▸ YOUR TASK
Write out all of the records exactly once more and skip the images.

▸ DATA EXTRACT
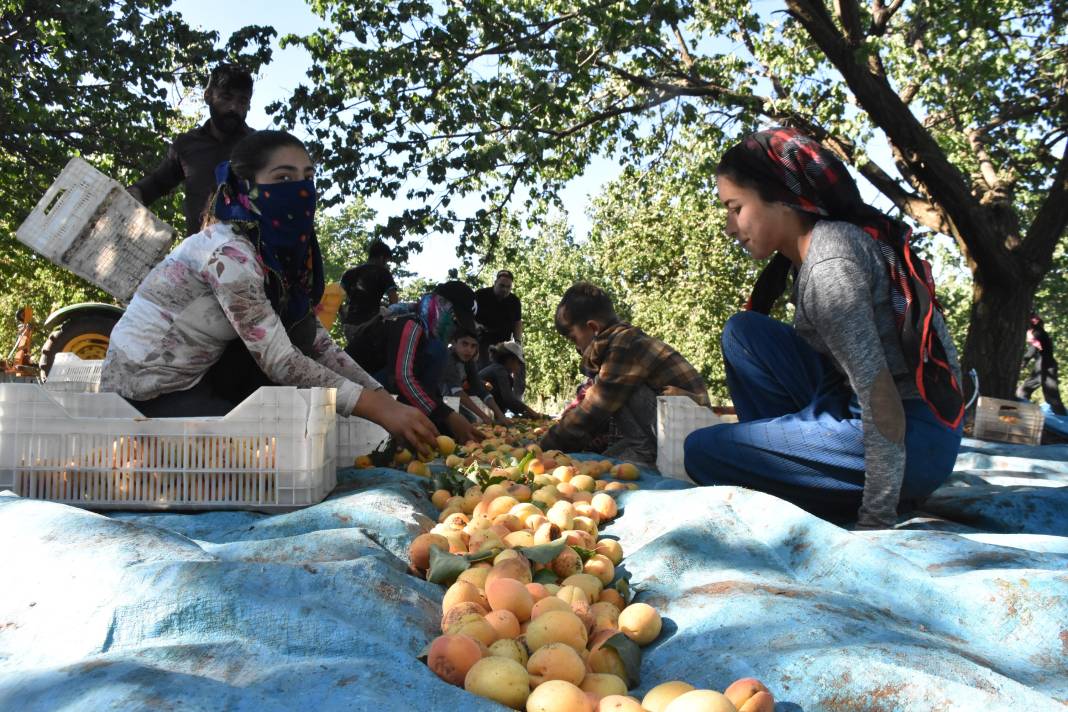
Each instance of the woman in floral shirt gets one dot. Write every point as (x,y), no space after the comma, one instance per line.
(237,299)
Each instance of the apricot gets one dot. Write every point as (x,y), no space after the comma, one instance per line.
(599,684)
(509,648)
(619,703)
(601,567)
(451,657)
(480,629)
(605,505)
(419,550)
(590,584)
(504,622)
(445,445)
(500,679)
(750,695)
(440,497)
(549,603)
(511,568)
(460,591)
(556,627)
(509,595)
(558,696)
(457,612)
(640,622)
(701,700)
(555,661)
(567,563)
(610,548)
(658,698)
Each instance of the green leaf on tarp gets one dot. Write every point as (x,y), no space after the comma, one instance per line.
(624,588)
(545,576)
(485,555)
(544,553)
(584,554)
(527,459)
(630,654)
(445,567)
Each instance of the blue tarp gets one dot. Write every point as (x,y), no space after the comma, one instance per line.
(964,606)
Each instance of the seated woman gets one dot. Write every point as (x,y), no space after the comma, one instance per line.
(230,309)
(830,413)
(506,363)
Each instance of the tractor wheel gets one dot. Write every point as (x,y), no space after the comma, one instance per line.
(85,335)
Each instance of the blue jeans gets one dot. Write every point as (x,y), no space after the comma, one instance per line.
(799,434)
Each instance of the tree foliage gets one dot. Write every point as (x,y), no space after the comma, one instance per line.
(99,80)
(507,100)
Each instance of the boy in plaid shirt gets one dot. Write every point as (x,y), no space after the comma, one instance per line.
(618,411)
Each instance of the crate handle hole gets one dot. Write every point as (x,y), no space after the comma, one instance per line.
(56,199)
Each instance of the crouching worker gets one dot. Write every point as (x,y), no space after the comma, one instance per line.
(408,352)
(505,368)
(630,369)
(461,379)
(857,405)
(230,309)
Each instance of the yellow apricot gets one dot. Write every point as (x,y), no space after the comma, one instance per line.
(451,657)
(658,698)
(555,661)
(500,679)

▸ RESULT OF THIS TASK
Each instance of the woman in floral shirt gets one dot. Write every point as (x,y), no space after the comma, one instance per line.
(237,299)
Each instance of the apricot gets one dot. Write every point as (x,y), no space after the comma, one instance per line.
(599,684)
(509,648)
(619,703)
(601,567)
(451,657)
(480,629)
(605,505)
(419,550)
(590,584)
(504,622)
(445,445)
(500,679)
(750,695)
(440,497)
(549,603)
(511,568)
(460,591)
(556,627)
(509,595)
(558,696)
(457,612)
(640,622)
(701,700)
(555,661)
(567,563)
(610,548)
(658,698)
Each instance of the green leaf on tarp gets one dot. Write every point as (x,y), no space after the comma, one instance per line.
(624,588)
(545,576)
(485,555)
(544,553)
(584,554)
(527,459)
(630,654)
(445,567)
Each instance of the blue tarp gets one dot. Write every point as (x,y), no space after the comma, one instance per line.
(964,606)
Each instance of the seated woman gets one dot. Write every point as (x,y), no space after the comma, one instance per line.
(230,309)
(830,413)
(506,363)
Each instance of the tractor wheel gets one dot. Write every point as (x,y), no space after the comma, one instance per line.
(85,335)
Each instance of the blue jeans gets one dot. Write every point as (x,y), no space after the comma, one instance per line.
(799,434)
Each instance of the tree foliage gets one dot. Write every point as (x,y), no space after the comma, one instance per line.
(99,80)
(507,100)
Each instance of the boy in plaid shirt gets one dot. Write every point as (x,y), no space after the comma, one instance per line.
(618,411)
Each instance of the crate handle hole gets one dot. Write every point as (x,y), no space after the comma, one instance per line.
(56,199)
Each instance of the crouching worker gets one dot. Write every point as (x,y), no space after the comma, one instance per line.
(408,352)
(505,368)
(630,369)
(461,379)
(857,405)
(230,309)
Each instance of the yellow apricot gets one dot. Write every point as (x,y), no space after the comma, one instance per line.
(451,657)
(658,698)
(555,661)
(500,679)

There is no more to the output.